All of the material below is to be repeated exactly.

.....

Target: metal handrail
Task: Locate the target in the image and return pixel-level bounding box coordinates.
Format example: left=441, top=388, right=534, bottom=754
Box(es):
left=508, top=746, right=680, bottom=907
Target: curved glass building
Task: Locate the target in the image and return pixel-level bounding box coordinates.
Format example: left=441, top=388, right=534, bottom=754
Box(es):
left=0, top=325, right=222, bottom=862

.....

▸ RESULT FOR THIS EXERCISE
Target: metal handrail
Task: Locate the target in the image and return pixel-level bounding box coordinates.
Format example: left=441, top=388, right=534, bottom=754
Box(es):
left=508, top=746, right=680, bottom=907
Target: curved glass building
Task: Locate the target in the image and return pixel-level bounding box coordinates.
Format example: left=441, top=388, right=534, bottom=754
Box(es):
left=0, top=325, right=222, bottom=862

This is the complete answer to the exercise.